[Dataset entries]
══════════════════════════════

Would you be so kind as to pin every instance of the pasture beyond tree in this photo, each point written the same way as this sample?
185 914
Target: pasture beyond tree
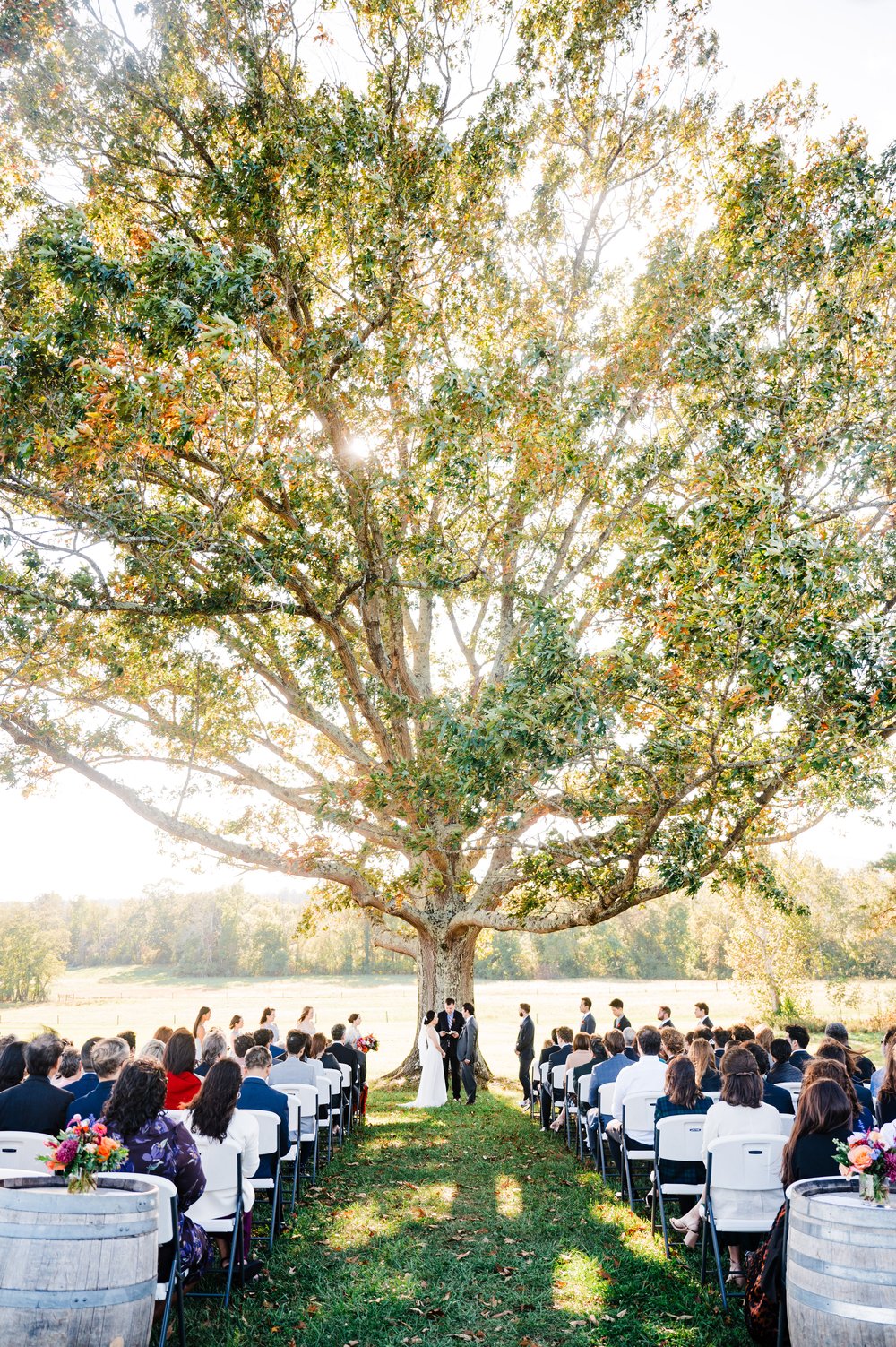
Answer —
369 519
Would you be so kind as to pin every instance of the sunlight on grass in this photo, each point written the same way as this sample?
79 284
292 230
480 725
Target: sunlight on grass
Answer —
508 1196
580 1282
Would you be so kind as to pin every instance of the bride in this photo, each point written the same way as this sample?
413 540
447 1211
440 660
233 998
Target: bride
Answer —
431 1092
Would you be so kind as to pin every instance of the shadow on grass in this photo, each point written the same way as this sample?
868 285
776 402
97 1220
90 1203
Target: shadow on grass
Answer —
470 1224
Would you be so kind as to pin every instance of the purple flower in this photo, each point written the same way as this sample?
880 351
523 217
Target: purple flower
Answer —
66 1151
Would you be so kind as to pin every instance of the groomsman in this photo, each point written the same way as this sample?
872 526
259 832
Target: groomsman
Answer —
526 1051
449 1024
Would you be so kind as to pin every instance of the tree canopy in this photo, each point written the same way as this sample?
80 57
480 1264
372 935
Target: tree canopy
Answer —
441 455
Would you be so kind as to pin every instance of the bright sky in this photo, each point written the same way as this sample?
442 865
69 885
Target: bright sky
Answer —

══════════════════════════════

• _WHAT TO WORK ON_: Your answer should be an exact copy of the records above, with no pictures in it.

• _TASK RESPONSE_:
Would you be so kind as to pin every instance of the pasture beyond tree in this photo, each point written the same way as this sample?
185 914
Target: pasture beyond tree
Answer —
369 519
Would you be so kind as to pin every instance of the sunlight on grass in this photo, each point written the same way as this sample?
79 284
292 230
480 725
Target: sunlight on grass
Answer —
508 1196
580 1282
Would you be so kind as to pin every instance of the bride in this photo, each point written the same way as this sample?
413 540
447 1211
440 660
233 998
Target: bride
Answer —
431 1092
Would you be so kind as to pin every instance of the shadow on grass in this photo, each point written the same way as this sample?
868 285
776 402
97 1220
90 1203
Target: shadow on grass
Answer —
470 1224
Would you be so kind as to pin every instance of the purple flower in this photo, each point written the same way as this sample?
880 351
523 217
Target: purple flower
Answer —
66 1151
Would you be so kind as to pin every instance of the groomsman in this photo, each point written the same way as this sample?
872 526
259 832
Target: groomsman
Answer —
526 1051
449 1024
Would you be so kind as to pin every instance of the tree canopy in this photo, each point written the same way as this sample?
80 57
480 1264
372 935
Target: tree canopy
Answer —
441 455
Would you be so kind as to pin every instance of the bright sky in this photo, each point written the same way as this sample?
442 865
69 885
Target: bright sky
Answer —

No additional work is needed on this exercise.